Exercise: Write out the material below exactly, with no line missing.

Entries supplied:
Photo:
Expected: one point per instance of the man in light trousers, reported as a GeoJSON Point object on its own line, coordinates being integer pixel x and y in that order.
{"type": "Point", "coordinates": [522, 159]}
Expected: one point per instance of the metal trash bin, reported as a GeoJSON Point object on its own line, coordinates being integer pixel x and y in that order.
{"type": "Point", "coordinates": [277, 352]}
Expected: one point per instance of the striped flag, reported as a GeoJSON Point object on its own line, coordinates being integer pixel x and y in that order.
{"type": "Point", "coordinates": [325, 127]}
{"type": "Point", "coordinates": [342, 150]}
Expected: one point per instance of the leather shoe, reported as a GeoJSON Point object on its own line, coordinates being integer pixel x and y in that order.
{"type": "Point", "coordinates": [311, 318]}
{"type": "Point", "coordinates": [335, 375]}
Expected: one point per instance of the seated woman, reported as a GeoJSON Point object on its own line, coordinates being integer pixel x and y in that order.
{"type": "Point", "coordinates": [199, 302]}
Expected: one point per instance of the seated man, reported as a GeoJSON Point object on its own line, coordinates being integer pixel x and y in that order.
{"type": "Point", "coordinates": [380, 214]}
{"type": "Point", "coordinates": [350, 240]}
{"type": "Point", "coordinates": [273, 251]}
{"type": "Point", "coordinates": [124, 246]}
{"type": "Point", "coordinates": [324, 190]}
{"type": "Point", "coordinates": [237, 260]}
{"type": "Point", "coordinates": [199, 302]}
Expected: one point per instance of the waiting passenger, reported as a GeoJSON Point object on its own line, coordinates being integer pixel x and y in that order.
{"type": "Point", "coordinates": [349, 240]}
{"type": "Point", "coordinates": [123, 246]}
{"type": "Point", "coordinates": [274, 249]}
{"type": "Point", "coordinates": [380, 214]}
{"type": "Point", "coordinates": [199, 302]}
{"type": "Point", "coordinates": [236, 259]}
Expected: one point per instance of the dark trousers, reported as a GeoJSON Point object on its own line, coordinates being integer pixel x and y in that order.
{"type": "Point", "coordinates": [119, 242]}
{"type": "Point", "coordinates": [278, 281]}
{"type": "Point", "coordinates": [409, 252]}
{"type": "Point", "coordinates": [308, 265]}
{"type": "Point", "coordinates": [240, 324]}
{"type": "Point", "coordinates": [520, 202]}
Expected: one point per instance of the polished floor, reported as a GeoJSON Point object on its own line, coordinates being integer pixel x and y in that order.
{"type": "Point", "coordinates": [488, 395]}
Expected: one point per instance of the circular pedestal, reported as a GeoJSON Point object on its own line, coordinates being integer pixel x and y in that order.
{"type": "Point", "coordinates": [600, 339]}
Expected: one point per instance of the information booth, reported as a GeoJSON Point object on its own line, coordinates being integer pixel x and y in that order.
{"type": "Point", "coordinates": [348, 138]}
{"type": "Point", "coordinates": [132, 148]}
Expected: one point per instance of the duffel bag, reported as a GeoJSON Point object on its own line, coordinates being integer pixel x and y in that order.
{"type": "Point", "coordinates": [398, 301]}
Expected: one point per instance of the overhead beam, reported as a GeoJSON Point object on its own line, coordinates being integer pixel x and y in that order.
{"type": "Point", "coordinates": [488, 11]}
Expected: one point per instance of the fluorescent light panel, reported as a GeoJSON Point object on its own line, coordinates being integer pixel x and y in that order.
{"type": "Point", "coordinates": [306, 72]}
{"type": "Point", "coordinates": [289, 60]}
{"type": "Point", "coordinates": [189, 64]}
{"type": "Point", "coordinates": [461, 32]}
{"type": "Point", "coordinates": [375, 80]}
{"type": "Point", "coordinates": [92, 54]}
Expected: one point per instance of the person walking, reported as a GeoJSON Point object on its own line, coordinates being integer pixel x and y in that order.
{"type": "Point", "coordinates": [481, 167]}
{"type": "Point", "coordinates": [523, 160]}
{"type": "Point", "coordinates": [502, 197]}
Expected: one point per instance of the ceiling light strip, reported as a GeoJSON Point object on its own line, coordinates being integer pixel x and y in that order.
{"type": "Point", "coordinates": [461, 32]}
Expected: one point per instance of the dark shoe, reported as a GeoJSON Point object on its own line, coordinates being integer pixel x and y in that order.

Response:
Photo:
Expected: one point per instance of the man in light trousers, reported as a GeoJSON Point object on its own line, coordinates being integer pixel x and y in that order.
{"type": "Point", "coordinates": [522, 159]}
Expected: one point per instance of the metal trash bin, reported as a GeoJSON Point object on its own line, coordinates being integer pixel x and y in that order.
{"type": "Point", "coordinates": [277, 352]}
Expected: one point per instance of the striped flag, reported as a GeoJSON Point object on its own line, coordinates being integer pixel x and y in that order.
{"type": "Point", "coordinates": [325, 127]}
{"type": "Point", "coordinates": [342, 150]}
Expected: one point per instance of the leather shoe, reported as a GeoJSON Point object on its own line, coordinates being integer pixel x and y in that order.
{"type": "Point", "coordinates": [311, 318]}
{"type": "Point", "coordinates": [335, 375]}
Expected: one point per instance of the seated woman, reported as a GeoJSON Point object on its own line, coordinates being integer pixel x and y in that order.
{"type": "Point", "coordinates": [199, 302]}
Expected: one point per instance of the seated man, reported as a GeoJSON Point object on its own line, coordinates being integer pixel x and y in that order.
{"type": "Point", "coordinates": [380, 214]}
{"type": "Point", "coordinates": [350, 240]}
{"type": "Point", "coordinates": [273, 251]}
{"type": "Point", "coordinates": [124, 246]}
{"type": "Point", "coordinates": [324, 190]}
{"type": "Point", "coordinates": [237, 260]}
{"type": "Point", "coordinates": [199, 302]}
Expected: one point per instance of the waiting passenger, reported as a GeoJSON Point object on its own line, coordinates being integer pixel x and y in that order.
{"type": "Point", "coordinates": [349, 240]}
{"type": "Point", "coordinates": [123, 246]}
{"type": "Point", "coordinates": [274, 249]}
{"type": "Point", "coordinates": [380, 214]}
{"type": "Point", "coordinates": [199, 302]}
{"type": "Point", "coordinates": [236, 259]}
Expected: one point per instance of the dark trousers, reported as a GeoJSON Point object on its own line, coordinates being integer pixel x and y in that order.
{"type": "Point", "coordinates": [119, 242]}
{"type": "Point", "coordinates": [278, 281]}
{"type": "Point", "coordinates": [409, 252]}
{"type": "Point", "coordinates": [308, 265]}
{"type": "Point", "coordinates": [240, 324]}
{"type": "Point", "coordinates": [520, 202]}
Expected: one point per instance of the polished floor, reported as a GeoJSON Point object on its own line, coordinates being integer pixel x and y in that order.
{"type": "Point", "coordinates": [488, 395]}
Expected: one point per instance of the circular pedestal, reported as a GeoJSON Point object on its own line, coordinates being integer pixel x and y in that order.
{"type": "Point", "coordinates": [600, 339]}
Expected: one point per instance of the information booth, reported as a GeoJSON Point object on its own line, coordinates being integer pixel x and y in that order.
{"type": "Point", "coordinates": [348, 138]}
{"type": "Point", "coordinates": [132, 148]}
Expected: one point per instance of the duffel bag, reported as a GeoJSON Point object on its own line, coordinates being integer pixel x and y in that order.
{"type": "Point", "coordinates": [398, 301]}
Expected: one point per instance of the overhead beam, reported as a GeoJSON Point object on its own line, coordinates being integer pixel x and y in that order.
{"type": "Point", "coordinates": [488, 11]}
Expected: one point per instance of the fluorescent light panel, reported as a GeoJSON Point object on its own line, coordinates being integer pixel x and y in that order.
{"type": "Point", "coordinates": [306, 72]}
{"type": "Point", "coordinates": [289, 60]}
{"type": "Point", "coordinates": [189, 64]}
{"type": "Point", "coordinates": [461, 32]}
{"type": "Point", "coordinates": [375, 80]}
{"type": "Point", "coordinates": [92, 54]}
Expected: one point per instance of the person walking, reported as a GeoJSON Point object on its own line, coordinates being integer pixel x and y in that order.
{"type": "Point", "coordinates": [481, 167]}
{"type": "Point", "coordinates": [523, 160]}
{"type": "Point", "coordinates": [502, 197]}
Expected: one point per instance of the ceiling light strip, reported as a GeoJSON Point object on its own line, coordinates being integer pixel x and y in that order.
{"type": "Point", "coordinates": [461, 32]}
Expected: one point per instance of the dark shoe, reported as a GeoJSON Point object on its own line, coordinates being integer pixel x and y in that order.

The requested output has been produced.